* Task brief
Copy the passage of the Oban discussion starting with "Oban supports plugins" and going on through "to build Pro.", swapping "plugins" for "extensions" wherever it occurs.
Segment Start: Text for analysis
Maybe we have to give Oban a second look. The thing is, we started implementing it without considering all the possible solutions, hence now what we’ve implemented doesn’t really overlap with how Oban handles things. Though I am still not sure whether we could achieve what we wanted with Oban. I’d have to check its docs further as I’ve never used it before

How do I extend it? Do I just clone it and change the things I want or can I somehow write plugins for Oban? In our case for example, we would probably not insert a job but upsert a job depending on one of the params in the args jsonb which, in our implementation, is a column so we can update on_conflict.

Never done that, so not sure. But I think that plugins is an option.

For the specific use case, I think you’d be better off passing just the ID to the job and using unique jobs which would effectively give you an upsert.

Right! I think unique jobs just does what we want and it even gives an option to update depending on a key from the args.

:keys — A specific subset of the :args to consider when comparing against historic jobs. This allows a job with multiple key/value pairs in the args to be compared using only a subset of them.

But then the question is we do not have the same keys for different queues hence I am not sure whether we can check for conflicts depeding on different keys.

And then only thing left for us would be to get the jobs in batches and process them.

Oban supports plugins (there is a guide on it) and the core engine is pluggable (there is a documented behaviour). That is how it is extensible enough to build Pro.

That said, building distributed portioned rate limiting on your own isn’t easy by any stretch of the imagination.

2 Likes

We don’t want it to be distributed yet, as far as I know that’s not possible with the current infrastructure.
I’ve been reading the source code of Oban and I’ve learnt a lot. Thanks for such a great tool!
Segment End: Text for analysis
Segment Start: Given information
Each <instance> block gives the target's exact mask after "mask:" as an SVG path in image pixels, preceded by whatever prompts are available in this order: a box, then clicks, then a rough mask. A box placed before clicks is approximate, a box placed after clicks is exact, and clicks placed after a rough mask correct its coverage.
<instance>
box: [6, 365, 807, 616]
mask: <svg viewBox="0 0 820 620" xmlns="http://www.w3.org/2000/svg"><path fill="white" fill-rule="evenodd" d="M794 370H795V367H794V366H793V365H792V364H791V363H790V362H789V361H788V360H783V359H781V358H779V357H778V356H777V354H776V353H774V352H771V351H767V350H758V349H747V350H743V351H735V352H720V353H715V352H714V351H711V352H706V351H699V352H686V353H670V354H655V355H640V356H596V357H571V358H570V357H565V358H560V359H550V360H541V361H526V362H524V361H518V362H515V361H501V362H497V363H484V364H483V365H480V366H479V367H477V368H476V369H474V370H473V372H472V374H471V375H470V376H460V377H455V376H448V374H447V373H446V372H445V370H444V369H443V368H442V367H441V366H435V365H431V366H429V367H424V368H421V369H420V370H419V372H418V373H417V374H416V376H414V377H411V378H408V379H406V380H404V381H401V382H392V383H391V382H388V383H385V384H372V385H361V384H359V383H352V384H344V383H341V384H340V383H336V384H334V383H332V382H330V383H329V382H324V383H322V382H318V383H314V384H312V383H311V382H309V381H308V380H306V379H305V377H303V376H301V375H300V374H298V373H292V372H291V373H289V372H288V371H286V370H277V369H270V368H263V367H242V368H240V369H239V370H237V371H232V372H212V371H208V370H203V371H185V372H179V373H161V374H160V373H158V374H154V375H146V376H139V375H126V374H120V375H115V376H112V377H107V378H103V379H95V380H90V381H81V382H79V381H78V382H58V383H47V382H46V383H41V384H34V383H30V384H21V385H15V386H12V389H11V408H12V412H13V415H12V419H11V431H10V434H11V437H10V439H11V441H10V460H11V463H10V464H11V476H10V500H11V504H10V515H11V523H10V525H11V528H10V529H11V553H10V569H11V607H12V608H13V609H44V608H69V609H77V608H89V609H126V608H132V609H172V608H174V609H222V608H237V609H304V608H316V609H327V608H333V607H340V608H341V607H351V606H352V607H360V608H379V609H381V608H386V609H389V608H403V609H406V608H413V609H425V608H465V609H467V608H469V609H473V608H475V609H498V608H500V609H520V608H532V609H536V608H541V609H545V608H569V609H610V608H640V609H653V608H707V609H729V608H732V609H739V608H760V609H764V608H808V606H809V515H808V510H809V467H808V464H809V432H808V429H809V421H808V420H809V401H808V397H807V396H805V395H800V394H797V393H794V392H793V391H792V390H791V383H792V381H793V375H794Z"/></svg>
Segment End: Given information
* Your solution
Oban supports extensions (there is a guide on it) and the core engine is pluggable (there is a documented behaviour). That is how it is extensible enough to build Pro.